### Stated goal
Express the data from its beginning through the line containing "pixel 595 633" as a two-column CSV with the headers text and answer. Give each row one text and its answer, with each field in quotation marks and line breaks replaced by spaces.

--- Records provided ---

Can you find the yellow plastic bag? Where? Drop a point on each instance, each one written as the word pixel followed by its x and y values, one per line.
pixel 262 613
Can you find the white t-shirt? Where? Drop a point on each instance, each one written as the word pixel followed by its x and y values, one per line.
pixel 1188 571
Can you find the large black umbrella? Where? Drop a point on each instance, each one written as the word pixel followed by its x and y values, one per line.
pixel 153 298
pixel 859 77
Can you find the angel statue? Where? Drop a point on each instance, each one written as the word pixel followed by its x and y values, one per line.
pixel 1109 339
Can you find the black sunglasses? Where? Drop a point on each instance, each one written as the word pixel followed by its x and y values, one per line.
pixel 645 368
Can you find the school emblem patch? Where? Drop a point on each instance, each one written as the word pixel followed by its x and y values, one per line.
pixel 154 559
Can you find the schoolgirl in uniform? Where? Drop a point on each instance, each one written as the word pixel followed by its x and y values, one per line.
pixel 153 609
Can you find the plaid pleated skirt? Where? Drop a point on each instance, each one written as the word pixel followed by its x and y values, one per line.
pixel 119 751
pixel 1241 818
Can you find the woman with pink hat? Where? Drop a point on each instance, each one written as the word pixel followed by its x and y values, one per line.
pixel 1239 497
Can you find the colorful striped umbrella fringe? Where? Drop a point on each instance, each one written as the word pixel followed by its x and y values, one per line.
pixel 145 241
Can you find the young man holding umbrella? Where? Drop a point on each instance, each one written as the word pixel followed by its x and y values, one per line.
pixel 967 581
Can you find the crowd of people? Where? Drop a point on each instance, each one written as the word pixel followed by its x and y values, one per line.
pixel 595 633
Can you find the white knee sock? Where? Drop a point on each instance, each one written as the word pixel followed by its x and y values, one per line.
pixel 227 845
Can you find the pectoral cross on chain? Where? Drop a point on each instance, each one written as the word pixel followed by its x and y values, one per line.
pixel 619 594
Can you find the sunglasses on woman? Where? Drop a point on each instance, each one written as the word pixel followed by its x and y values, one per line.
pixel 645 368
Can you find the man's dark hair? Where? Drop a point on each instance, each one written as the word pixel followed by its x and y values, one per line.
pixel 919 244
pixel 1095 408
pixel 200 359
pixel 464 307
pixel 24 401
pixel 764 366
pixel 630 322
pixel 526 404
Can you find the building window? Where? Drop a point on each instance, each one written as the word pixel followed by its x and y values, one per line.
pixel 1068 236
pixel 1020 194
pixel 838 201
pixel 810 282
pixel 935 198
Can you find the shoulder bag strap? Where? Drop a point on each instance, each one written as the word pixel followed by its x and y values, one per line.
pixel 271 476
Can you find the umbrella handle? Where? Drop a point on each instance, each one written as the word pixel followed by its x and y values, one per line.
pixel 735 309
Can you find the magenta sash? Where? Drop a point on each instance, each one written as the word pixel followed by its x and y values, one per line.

---

### Answer to this exercise
text,answer
"Can you find the yellow plastic bag? Where? Drop a point on each instance, each one written as the word pixel followed by its x and y values, one per line.","pixel 262 613"
"Can you find the white t-shirt? Where? Drop a point on each instance, each one written as the word pixel followed by its x and y values, one per line.","pixel 1188 571"
"Can you find the large black umbrella? Where? Drop a point on each instance, each one written as the word pixel followed by its x and y values, one per line.","pixel 153 298 pixel 859 77"
"Can you find the angel statue? Where? Drop a point on each instance, each one written as the word pixel followed by its x and y values, one per line.","pixel 1109 339"
"Can you find the black sunglasses? Where? Drop a point on each instance, each one written as the word pixel followed by its x and y values, one per line.","pixel 645 368"
"Can you find the school emblem patch? Where? Drop a point on each instance, each one written as the word pixel followed by its x and y values, one per line.","pixel 154 559"
"Can you find the schoolgirl in uniform? Where? Drop a point on each instance, each one written as the word pixel followed by its x and y values, one per line.","pixel 153 609"
"Can you find the plaid pleated skirt? Where? Drop a point on each instance, each one written as the word pixel followed by its x and y values, one per line.","pixel 119 751 pixel 1241 818"
"Can you find the woman with pink hat? Where? Drop a point on each instance, each one written as the word pixel followed by its x and y values, one per line.","pixel 1239 497"
"Can you find the colorful striped umbrella fringe? Where? Drop a point on each instance, each one written as the word pixel followed by its x and y values, one per line.","pixel 145 241"
"Can you find the young man holding umbrella? Where? Drop a point on each instance, each one written as the word pixel followed by its x and y values, one per line.","pixel 967 581"
"Can you find the crowd of people? Where? Drop a point on each instance, each one written as the word pixel followed by its x and y values, one per line.","pixel 595 633"